[Provided entries]
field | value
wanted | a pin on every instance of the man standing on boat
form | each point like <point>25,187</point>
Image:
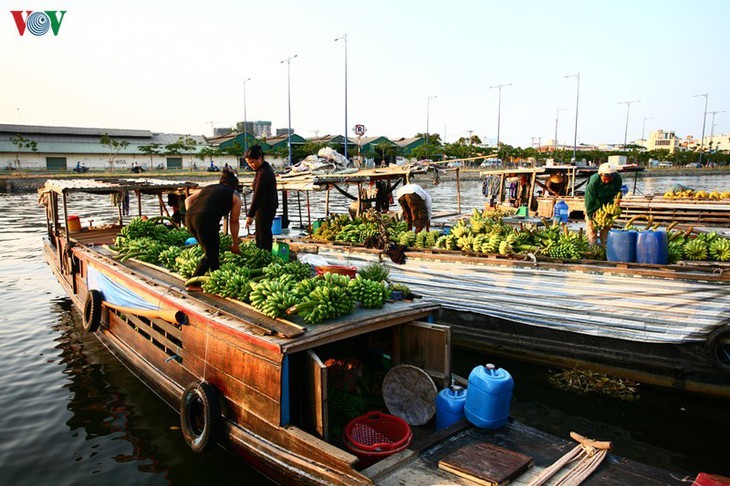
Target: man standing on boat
<point>265,200</point>
<point>205,209</point>
<point>416,206</point>
<point>602,188</point>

[What is required]
What is needed is a verbatim copy of the entries, leaving out any pictures.

[Exercise answer]
field | value
wanted | a pin on every instance of the man standing on boat
form | each point like <point>25,187</point>
Image:
Target: man standing on boat
<point>265,200</point>
<point>205,209</point>
<point>416,206</point>
<point>602,188</point>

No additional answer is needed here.